# Start of INFORMATION SHOWN

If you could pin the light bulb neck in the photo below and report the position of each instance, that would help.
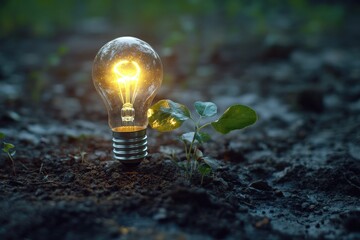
(130, 148)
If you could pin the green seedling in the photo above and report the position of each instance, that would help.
(8, 148)
(167, 115)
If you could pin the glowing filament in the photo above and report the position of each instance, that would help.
(127, 75)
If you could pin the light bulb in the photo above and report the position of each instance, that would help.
(127, 73)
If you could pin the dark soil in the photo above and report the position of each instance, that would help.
(293, 175)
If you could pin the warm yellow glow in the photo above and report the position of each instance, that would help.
(150, 113)
(127, 75)
(127, 70)
(173, 121)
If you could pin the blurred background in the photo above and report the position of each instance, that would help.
(225, 51)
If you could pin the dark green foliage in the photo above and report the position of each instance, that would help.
(167, 115)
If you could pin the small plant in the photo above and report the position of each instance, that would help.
(8, 148)
(167, 115)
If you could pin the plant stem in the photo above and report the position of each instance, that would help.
(13, 163)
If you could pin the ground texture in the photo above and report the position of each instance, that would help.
(293, 175)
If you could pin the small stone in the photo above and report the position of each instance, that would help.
(115, 175)
(261, 185)
(69, 176)
(160, 215)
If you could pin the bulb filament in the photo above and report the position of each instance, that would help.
(127, 76)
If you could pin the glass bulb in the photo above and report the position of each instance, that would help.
(127, 73)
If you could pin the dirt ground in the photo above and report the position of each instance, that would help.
(295, 174)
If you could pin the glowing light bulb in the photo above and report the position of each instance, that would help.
(127, 73)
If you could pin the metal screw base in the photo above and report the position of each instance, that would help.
(130, 147)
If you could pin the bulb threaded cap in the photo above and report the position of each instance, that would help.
(130, 147)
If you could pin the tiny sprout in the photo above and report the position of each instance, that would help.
(8, 148)
(167, 115)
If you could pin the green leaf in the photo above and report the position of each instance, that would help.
(205, 109)
(167, 115)
(204, 169)
(202, 137)
(213, 163)
(235, 117)
(187, 137)
(7, 147)
(198, 154)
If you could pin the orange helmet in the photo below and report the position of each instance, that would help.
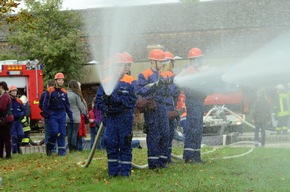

# End of INFORMATION SHOWN

Count how many of the lines above contain the word "green", treating case as significant, and reply with the number alone.

# EXERCISE ANSWER:
3